═════ Given records ═════

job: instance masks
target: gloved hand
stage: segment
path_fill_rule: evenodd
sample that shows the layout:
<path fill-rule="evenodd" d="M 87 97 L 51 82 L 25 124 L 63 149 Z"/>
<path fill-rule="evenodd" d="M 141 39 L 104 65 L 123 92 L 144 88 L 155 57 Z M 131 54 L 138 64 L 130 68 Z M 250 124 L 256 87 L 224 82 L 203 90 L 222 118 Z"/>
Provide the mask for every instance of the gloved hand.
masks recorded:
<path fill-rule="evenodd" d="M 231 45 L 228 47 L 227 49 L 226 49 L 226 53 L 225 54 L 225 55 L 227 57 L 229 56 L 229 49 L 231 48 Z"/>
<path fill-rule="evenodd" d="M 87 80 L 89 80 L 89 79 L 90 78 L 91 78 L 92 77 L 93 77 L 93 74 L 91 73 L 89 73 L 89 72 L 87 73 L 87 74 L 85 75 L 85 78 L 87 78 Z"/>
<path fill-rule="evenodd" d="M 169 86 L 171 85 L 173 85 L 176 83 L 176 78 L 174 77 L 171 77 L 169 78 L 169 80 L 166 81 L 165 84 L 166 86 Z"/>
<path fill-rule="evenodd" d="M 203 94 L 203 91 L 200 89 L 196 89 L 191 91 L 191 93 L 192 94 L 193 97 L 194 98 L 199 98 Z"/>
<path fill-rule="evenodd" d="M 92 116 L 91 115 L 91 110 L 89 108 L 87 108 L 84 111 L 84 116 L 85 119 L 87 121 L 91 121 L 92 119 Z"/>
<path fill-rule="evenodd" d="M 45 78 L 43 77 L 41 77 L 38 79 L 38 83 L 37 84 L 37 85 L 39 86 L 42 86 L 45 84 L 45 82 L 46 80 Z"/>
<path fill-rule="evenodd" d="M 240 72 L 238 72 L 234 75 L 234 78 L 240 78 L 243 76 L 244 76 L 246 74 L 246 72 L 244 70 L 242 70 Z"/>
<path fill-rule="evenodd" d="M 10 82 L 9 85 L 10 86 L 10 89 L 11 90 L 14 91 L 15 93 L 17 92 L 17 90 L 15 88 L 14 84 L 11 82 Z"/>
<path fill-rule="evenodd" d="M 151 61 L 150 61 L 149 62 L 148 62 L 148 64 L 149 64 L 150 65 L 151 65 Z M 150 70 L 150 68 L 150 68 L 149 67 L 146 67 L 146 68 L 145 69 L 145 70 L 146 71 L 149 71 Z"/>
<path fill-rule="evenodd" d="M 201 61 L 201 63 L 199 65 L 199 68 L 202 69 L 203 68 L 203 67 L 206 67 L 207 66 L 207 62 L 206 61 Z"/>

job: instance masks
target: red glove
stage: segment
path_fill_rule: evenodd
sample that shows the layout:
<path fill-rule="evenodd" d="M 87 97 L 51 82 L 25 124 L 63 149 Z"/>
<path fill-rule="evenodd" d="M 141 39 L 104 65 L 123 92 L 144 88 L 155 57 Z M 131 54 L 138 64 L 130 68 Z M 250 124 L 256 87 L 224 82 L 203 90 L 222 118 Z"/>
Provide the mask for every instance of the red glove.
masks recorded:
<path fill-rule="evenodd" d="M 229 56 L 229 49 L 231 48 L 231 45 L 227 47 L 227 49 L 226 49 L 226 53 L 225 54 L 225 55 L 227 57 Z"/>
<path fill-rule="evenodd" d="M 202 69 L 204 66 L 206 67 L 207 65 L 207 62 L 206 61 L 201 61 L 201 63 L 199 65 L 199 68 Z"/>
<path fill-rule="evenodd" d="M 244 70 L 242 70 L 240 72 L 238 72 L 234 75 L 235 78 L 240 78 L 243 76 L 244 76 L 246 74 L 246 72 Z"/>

═════

▸ **Stated exercise**
Convert every line of the entries above into a JSON list of strings, with one string per line and blank lines omitted.

▸ **Output of the exercise**
[
  "job: instance masks",
  "target: gloved hand",
  "stage: segment",
  "path_fill_rule: evenodd",
  "sample that shows the layout:",
  "<path fill-rule=\"evenodd\" d=\"M 87 97 L 51 82 L 25 124 L 63 149 Z\"/>",
  "<path fill-rule=\"evenodd\" d=\"M 141 39 L 104 65 L 123 92 L 144 88 L 155 57 Z M 131 54 L 138 64 L 130 68 Z M 250 124 L 256 87 L 224 82 L 203 90 L 222 118 Z\"/>",
  "Provide the mask for every instance of the gloved hand.",
  "masks recorded:",
  "<path fill-rule=\"evenodd\" d=\"M 231 45 L 228 47 L 227 49 L 226 49 L 226 53 L 225 54 L 225 55 L 227 57 L 229 56 L 229 49 L 231 48 Z\"/>",
  "<path fill-rule=\"evenodd\" d=\"M 87 80 L 89 80 L 89 79 L 90 78 L 91 78 L 92 77 L 93 77 L 93 74 L 91 73 L 89 73 L 89 72 L 87 73 L 87 74 L 85 75 L 85 78 L 87 78 Z\"/>",
  "<path fill-rule=\"evenodd\" d=\"M 169 86 L 171 85 L 173 85 L 176 83 L 176 78 L 174 77 L 171 77 L 169 78 L 169 80 L 166 81 L 165 84 L 166 86 Z\"/>",
  "<path fill-rule=\"evenodd\" d=\"M 203 94 L 203 91 L 200 89 L 196 89 L 191 91 L 191 93 L 192 94 L 193 97 L 194 98 L 199 98 Z\"/>",
  "<path fill-rule=\"evenodd\" d=\"M 92 116 L 91 115 L 91 110 L 89 108 L 87 108 L 84 111 L 84 116 L 85 119 L 87 121 L 91 121 L 92 119 Z\"/>",
  "<path fill-rule=\"evenodd\" d=\"M 45 78 L 43 77 L 41 77 L 38 79 L 38 83 L 37 84 L 37 85 L 39 86 L 42 86 L 45 84 L 45 82 L 46 80 Z\"/>",
  "<path fill-rule=\"evenodd\" d=\"M 240 72 L 238 72 L 234 75 L 234 78 L 240 78 L 243 76 L 244 76 L 246 74 L 246 72 L 244 70 L 242 70 Z\"/>",
  "<path fill-rule=\"evenodd\" d=\"M 10 82 L 9 85 L 10 86 L 10 89 L 11 90 L 14 91 L 15 93 L 17 92 L 17 90 L 15 88 L 14 84 L 11 82 Z\"/>",
  "<path fill-rule=\"evenodd\" d=\"M 151 61 L 150 61 L 149 62 L 148 62 L 148 64 L 149 64 L 150 65 L 151 65 Z M 150 70 L 150 68 L 150 68 L 149 67 L 146 67 L 146 68 L 145 69 L 145 70 L 146 71 L 149 71 Z\"/>",
  "<path fill-rule=\"evenodd\" d=\"M 201 61 L 201 63 L 199 65 L 199 68 L 202 69 L 203 68 L 203 67 L 206 67 L 207 66 L 207 62 L 206 61 Z\"/>",
  "job: instance masks",
  "target: red glove",
  "stage: segment",
  "path_fill_rule: evenodd",
  "sample that shows the layout:",
  "<path fill-rule=\"evenodd\" d=\"M 87 97 L 51 82 L 25 124 L 63 149 Z\"/>",
  "<path fill-rule=\"evenodd\" d=\"M 141 39 L 104 65 L 123 92 L 144 88 L 155 57 Z M 131 54 L 138 64 L 130 68 Z M 250 124 L 256 87 L 224 82 L 203 90 L 222 118 Z\"/>",
  "Provide the mask for every instance of the red glove.",
  "masks recorded:",
  "<path fill-rule=\"evenodd\" d=\"M 229 56 L 229 49 L 231 48 L 231 45 L 227 47 L 227 49 L 226 49 L 226 53 L 225 54 L 225 55 L 227 57 Z\"/>",
  "<path fill-rule=\"evenodd\" d=\"M 202 69 L 204 66 L 206 67 L 207 65 L 207 62 L 206 61 L 201 61 L 201 63 L 199 65 L 199 68 Z\"/>",
  "<path fill-rule=\"evenodd\" d=\"M 244 70 L 242 70 L 240 72 L 238 72 L 234 75 L 235 78 L 240 78 L 243 76 L 244 76 L 246 74 L 246 72 Z\"/>"
]